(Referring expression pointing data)
>>>

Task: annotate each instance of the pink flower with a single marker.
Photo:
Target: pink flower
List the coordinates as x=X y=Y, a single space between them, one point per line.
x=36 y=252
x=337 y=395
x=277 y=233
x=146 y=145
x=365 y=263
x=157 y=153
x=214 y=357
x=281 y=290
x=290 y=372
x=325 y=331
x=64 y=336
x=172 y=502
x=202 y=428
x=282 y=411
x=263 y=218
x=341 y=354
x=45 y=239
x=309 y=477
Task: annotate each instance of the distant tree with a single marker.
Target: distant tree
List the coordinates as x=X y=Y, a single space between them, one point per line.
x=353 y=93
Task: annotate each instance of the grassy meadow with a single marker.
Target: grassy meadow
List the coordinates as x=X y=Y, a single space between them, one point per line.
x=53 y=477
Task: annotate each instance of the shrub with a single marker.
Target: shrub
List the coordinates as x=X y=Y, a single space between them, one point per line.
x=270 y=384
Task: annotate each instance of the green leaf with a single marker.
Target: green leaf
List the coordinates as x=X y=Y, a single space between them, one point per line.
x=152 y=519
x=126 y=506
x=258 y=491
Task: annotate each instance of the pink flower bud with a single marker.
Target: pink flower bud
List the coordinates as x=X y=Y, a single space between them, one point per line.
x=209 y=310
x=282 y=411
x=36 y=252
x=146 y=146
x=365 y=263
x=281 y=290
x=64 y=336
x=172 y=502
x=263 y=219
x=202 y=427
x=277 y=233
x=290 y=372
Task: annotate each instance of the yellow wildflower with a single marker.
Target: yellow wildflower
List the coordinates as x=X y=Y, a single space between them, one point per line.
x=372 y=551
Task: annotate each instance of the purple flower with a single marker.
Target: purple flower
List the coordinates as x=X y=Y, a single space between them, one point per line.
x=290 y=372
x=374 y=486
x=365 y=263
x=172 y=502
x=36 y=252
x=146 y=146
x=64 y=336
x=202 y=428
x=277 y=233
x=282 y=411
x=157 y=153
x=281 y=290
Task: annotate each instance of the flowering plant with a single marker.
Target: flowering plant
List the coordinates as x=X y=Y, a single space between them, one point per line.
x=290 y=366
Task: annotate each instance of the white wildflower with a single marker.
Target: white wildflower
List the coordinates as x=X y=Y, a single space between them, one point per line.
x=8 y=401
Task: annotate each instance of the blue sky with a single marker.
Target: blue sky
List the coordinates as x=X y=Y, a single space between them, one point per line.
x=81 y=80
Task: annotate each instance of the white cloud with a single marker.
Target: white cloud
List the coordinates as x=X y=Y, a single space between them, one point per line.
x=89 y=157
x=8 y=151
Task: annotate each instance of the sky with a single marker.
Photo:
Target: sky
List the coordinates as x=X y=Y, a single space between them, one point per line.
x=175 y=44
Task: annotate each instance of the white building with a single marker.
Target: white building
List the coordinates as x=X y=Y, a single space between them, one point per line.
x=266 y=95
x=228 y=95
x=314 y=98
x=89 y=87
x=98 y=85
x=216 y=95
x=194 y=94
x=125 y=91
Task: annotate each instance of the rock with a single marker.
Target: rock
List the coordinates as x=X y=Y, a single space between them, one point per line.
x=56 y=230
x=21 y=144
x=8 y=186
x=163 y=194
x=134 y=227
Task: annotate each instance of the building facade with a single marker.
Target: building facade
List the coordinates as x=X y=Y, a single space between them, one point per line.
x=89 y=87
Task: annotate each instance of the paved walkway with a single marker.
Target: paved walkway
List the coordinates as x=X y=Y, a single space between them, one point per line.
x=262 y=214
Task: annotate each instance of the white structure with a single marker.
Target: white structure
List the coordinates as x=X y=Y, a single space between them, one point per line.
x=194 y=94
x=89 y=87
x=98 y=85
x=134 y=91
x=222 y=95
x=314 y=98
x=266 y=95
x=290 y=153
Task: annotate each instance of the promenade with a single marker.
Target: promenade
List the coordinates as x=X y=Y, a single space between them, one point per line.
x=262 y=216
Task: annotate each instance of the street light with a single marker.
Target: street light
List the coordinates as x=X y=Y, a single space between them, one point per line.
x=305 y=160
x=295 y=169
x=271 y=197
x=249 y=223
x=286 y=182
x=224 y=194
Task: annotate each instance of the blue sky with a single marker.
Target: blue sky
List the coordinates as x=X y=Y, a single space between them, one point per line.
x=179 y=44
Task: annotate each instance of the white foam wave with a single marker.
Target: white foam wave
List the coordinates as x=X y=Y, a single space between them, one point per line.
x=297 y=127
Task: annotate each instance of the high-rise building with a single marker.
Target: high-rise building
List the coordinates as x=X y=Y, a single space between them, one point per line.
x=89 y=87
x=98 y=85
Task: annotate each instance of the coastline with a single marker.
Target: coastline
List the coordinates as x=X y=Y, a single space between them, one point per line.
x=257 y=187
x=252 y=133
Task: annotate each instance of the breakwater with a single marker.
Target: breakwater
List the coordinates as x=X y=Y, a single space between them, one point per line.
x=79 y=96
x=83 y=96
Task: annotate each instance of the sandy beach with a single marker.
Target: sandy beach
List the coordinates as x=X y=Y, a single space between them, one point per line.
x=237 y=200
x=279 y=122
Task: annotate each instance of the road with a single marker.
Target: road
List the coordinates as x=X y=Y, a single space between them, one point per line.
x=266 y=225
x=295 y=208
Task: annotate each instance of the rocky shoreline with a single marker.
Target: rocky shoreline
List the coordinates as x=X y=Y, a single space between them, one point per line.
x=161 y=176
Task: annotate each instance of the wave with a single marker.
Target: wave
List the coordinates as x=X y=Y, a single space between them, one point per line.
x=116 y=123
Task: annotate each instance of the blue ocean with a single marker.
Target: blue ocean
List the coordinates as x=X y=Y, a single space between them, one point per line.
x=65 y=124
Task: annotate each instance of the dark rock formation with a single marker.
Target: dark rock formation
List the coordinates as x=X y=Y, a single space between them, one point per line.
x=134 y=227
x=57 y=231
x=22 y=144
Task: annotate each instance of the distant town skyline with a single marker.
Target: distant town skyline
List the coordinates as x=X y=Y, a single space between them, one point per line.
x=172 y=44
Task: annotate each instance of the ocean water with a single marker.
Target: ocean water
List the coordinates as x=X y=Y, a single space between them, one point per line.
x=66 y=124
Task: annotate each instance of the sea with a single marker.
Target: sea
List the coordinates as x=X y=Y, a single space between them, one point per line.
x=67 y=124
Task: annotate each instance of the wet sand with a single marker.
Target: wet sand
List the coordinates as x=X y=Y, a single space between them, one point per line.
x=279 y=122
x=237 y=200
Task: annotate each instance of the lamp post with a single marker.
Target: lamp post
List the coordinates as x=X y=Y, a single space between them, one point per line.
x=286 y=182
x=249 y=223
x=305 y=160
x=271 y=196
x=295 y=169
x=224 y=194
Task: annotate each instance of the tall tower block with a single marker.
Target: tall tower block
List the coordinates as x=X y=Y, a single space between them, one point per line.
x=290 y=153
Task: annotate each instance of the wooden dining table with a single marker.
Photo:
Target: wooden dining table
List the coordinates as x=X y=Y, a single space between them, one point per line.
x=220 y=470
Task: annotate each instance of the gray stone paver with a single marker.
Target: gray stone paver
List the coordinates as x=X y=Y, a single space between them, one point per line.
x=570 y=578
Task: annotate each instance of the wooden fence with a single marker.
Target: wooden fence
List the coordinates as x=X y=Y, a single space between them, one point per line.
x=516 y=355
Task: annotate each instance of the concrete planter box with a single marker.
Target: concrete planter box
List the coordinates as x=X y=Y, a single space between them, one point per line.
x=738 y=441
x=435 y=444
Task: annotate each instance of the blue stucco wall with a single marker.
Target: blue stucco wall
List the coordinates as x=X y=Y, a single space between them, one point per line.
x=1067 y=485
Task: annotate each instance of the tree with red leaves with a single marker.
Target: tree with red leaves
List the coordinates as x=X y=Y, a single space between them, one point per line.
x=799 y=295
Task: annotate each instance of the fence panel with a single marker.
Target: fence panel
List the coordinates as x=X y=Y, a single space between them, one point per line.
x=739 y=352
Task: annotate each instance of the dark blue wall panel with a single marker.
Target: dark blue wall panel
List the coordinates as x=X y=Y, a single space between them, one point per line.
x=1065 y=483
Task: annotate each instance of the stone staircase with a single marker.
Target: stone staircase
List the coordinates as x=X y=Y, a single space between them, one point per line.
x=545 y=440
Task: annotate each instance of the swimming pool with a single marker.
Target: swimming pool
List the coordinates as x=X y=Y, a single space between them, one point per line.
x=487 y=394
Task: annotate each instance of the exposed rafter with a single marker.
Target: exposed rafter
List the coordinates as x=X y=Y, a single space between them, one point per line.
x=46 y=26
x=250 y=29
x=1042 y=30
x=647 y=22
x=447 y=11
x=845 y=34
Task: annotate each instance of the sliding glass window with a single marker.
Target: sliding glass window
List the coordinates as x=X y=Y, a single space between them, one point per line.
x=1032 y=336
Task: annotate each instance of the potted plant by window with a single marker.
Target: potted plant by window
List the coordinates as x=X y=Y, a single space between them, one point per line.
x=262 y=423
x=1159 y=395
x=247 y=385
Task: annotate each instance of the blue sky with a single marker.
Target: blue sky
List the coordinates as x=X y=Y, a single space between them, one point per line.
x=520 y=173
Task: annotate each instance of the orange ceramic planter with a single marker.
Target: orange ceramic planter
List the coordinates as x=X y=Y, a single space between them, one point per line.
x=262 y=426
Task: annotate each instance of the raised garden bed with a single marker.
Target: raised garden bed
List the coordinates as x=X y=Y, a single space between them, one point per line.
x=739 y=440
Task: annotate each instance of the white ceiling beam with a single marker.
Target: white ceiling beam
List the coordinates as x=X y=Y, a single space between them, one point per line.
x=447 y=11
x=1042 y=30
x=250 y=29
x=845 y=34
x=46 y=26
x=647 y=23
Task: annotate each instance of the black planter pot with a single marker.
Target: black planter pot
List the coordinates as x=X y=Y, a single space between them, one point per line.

<<<

**Your assignment**: Only the lines from the one with "Target: black planter pot" through the final line above belong in the answer, each retyped exactly.

**Response to the task**:
Target: black planter pot
List the coordinates as x=X y=Y, a single space between them, one point per line.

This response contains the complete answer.